* _OBJETIVO DEL EJERCICIO_
Cambia "Query" por "Search" en todos los registros que siguen y deja el resto de las líneas tal como están.

▼▼▼

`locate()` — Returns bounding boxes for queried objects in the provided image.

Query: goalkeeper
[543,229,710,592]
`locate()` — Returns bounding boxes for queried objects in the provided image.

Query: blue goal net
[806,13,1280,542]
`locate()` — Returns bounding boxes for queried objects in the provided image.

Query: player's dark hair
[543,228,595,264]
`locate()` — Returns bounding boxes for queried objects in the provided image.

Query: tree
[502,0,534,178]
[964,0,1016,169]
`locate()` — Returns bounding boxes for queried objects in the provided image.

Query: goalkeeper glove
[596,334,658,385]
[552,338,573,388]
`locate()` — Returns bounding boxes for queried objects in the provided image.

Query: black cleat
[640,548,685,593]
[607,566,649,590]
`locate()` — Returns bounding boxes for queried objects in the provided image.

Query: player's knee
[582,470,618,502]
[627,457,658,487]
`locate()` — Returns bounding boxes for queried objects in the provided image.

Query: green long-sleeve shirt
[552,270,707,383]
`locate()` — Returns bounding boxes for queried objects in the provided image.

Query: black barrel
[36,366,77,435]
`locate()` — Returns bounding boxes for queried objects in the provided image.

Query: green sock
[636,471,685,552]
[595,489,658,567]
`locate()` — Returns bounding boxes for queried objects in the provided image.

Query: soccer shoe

▲▲▲

* _RESPUESTA_
`locate()` — Returns bounding boxes for queried objects in the provided image.

Search: goalkeeper
[543,229,710,592]
`locate()` — Returns bounding boxes for queried objects in the provided image.

Search: blue goal net
[806,13,1280,542]
`locate()` — Returns bounding boxes for queried objects in the provided image.

Search: player's dark hair
[543,228,595,264]
`locate()` — Returns bounding boxes for queried objects in the provided image.

Search: tree
[502,0,534,178]
[964,0,1016,169]
`locate()` — Returns bounding boxes for queried objects in the provided image.

Search: goalkeeper glove
[596,334,658,385]
[552,338,573,388]
`locate()` — Returns bounding boxes for queried objects in the provided image.

Search: black cleat
[640,548,685,593]
[607,566,649,590]
`locate()` — Returns bounding boxes for queried objects in the provided image.

Search: player's knee
[582,470,618,502]
[627,457,658,487]
`locate()` — Returns bounding boxes for queried objects in the provided image.

Search: green long-sleeve shirt
[552,270,707,383]
`locate()` — Returns bounding boxes for queried objects in the provided image.

Search: black barrel
[36,366,77,435]
`locate()` — Returns bounding boxes for queried objects in the provided image.

Search: green sock
[636,471,685,552]
[595,489,658,567]
`locate()` — Returns bounding boxes for queried objects in the provided image.

Search: soccer shoe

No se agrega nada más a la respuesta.